WRITTEN PROBLEM:
The records that follow are to be repeated without alteration.

TASK DATA:
********
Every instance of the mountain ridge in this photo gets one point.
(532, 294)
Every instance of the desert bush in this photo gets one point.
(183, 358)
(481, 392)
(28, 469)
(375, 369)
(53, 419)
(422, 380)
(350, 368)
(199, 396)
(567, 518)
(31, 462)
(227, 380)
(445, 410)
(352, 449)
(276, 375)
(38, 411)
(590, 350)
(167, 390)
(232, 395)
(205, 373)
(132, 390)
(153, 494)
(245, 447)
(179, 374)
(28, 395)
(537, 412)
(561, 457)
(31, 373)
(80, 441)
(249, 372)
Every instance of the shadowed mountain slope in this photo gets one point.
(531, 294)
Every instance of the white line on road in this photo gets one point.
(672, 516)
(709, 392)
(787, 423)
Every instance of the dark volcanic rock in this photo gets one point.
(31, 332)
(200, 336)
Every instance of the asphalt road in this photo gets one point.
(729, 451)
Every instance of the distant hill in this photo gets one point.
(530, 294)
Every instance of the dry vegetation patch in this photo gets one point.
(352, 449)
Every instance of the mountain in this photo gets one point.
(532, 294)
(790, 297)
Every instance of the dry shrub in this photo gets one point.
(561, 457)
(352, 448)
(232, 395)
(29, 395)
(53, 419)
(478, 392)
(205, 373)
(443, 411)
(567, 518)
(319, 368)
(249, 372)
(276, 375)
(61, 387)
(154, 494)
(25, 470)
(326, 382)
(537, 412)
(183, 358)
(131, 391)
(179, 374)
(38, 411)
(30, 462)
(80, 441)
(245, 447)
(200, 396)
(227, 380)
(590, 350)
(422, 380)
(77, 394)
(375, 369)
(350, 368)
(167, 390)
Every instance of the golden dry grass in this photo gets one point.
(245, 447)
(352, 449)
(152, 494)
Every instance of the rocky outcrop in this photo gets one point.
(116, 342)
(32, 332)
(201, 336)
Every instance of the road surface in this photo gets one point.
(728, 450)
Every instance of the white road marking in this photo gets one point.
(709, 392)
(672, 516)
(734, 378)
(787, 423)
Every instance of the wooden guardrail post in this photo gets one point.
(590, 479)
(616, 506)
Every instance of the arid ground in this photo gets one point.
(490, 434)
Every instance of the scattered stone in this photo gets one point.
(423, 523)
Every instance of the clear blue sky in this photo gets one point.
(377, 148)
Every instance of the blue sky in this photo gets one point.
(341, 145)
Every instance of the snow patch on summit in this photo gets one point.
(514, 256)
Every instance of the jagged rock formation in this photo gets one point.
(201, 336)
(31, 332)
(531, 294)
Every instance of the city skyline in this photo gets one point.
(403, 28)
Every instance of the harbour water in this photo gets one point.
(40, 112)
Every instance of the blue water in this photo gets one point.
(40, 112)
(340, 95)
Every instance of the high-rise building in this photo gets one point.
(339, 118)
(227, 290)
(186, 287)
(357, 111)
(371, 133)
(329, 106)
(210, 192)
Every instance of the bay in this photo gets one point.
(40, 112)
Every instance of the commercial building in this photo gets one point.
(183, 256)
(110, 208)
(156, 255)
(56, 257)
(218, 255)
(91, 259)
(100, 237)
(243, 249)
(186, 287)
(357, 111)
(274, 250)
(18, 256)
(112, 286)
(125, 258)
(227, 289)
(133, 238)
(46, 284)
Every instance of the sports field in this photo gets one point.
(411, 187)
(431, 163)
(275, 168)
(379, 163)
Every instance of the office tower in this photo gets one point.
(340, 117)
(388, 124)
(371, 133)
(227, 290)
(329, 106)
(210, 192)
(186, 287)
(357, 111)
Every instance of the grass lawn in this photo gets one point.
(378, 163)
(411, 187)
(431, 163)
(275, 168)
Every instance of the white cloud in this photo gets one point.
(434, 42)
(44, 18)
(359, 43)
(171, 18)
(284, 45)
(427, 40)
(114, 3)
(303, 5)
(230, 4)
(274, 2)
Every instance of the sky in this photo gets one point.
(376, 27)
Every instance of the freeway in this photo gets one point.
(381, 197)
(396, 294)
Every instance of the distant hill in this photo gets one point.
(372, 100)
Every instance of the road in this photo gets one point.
********
EXERCISE OUTPUT:
Every instance of the mountain ridge in this photo gets one point.
(532, 294)
Every instance of the desert bush in this photo gets one point.
(183, 358)
(481, 392)
(28, 469)
(375, 369)
(53, 419)
(422, 380)
(350, 368)
(199, 396)
(567, 518)
(31, 462)
(227, 380)
(445, 410)
(352, 449)
(276, 375)
(38, 411)
(590, 350)
(167, 390)
(232, 395)
(205, 373)
(132, 390)
(153, 494)
(245, 447)
(179, 374)
(28, 395)
(537, 412)
(561, 457)
(31, 373)
(80, 441)
(249, 372)
Every instance of the shadowed mountain slope in this photo gets one point.
(531, 294)
Every instance of the white line on road in this photo gets one point.
(672, 516)
(709, 392)
(787, 423)
Every instance of the dark volcanic rock in this photo gets one point.
(31, 332)
(200, 336)
Every instance of the asphalt road in this photo gets one point.
(729, 451)
Every instance of the distant hill in this photo gets one point.
(530, 294)
Every instance of the dry vegetation patch in this photo gets one point.
(352, 449)
Every instance of the mountain in this photo gets one point.
(532, 294)
(790, 297)
Every instance of the dry shrub in this photo gets one point.
(561, 457)
(352, 448)
(232, 395)
(29, 395)
(53, 419)
(478, 392)
(205, 373)
(443, 411)
(567, 518)
(319, 368)
(249, 372)
(276, 375)
(61, 387)
(154, 494)
(25, 470)
(326, 382)
(537, 412)
(183, 358)
(131, 391)
(179, 374)
(38, 411)
(30, 462)
(80, 441)
(245, 447)
(200, 396)
(227, 380)
(590, 350)
(422, 380)
(77, 394)
(375, 369)
(350, 368)
(167, 390)
Every instance of the golden dry grass in this photo gets one point.
(245, 447)
(352, 449)
(152, 494)
Every instance of the rocky outcrop in this photo gets one point.
(116, 342)
(32, 332)
(201, 336)
Every instance of the road surface in this photo gets one point.
(728, 450)
Every instance of the white road marking in this photo gets one point.
(709, 392)
(672, 516)
(734, 378)
(787, 423)
Every instance of the wooden guardrail post in this photo gets one point.
(590, 479)
(616, 506)
Every instance of the arid ground in this photo gets one point.
(490, 434)
Every instance of the scattered stone in this photo gets one point.
(423, 523)
Every instance of the clear blue sky in this photo gets one point.
(377, 148)
Every instance of the blue sky in this photo gets one point.
(341, 145)
Every instance of the snow patch on summit in this photo gets one point.
(514, 256)
Every instance of the jagged rock formation in this photo gets one point.
(201, 336)
(31, 332)
(531, 294)
Every instance of the city skyline in this photo gets one point.
(403, 28)
Every instance of the harbour water in this photo gets one point.
(40, 112)
Every instance of the blue water in this photo gets one point.
(40, 112)
(340, 95)
Every instance of the high-rise building in this photo gets one point.
(339, 118)
(227, 290)
(186, 287)
(357, 111)
(371, 133)
(329, 106)
(210, 192)
Every instance of the bay in this photo gets one point.
(40, 112)
Every instance of the commercial building in this photo gets one point.
(183, 256)
(110, 208)
(156, 255)
(56, 257)
(218, 255)
(91, 259)
(100, 237)
(243, 249)
(186, 287)
(357, 111)
(274, 250)
(18, 256)
(112, 286)
(125, 258)
(227, 289)
(133, 238)
(46, 284)
Every instance of the sports field in this photo gets one point.
(411, 187)
(431, 163)
(275, 168)
(379, 163)
Every instance of the office tower in this photo gets one point.
(340, 117)
(388, 124)
(371, 133)
(227, 290)
(329, 106)
(210, 192)
(186, 287)
(357, 111)
Every instance of the grass lawn in this photo gets one point.
(378, 163)
(411, 187)
(431, 163)
(275, 168)
Every instance of the white cloud in this photo gets one point.
(434, 42)
(44, 18)
(359, 43)
(171, 18)
(284, 45)
(427, 40)
(114, 3)
(303, 5)
(230, 4)
(274, 2)
Every instance of the sky in this photo gets one point.
(376, 27)
Every instance of the freeway in this photo gets one point.
(381, 197)
(396, 294)
Every instance of the distant hill in this photo gets one point.
(372, 100)
Every instance of the road in this photo gets one point.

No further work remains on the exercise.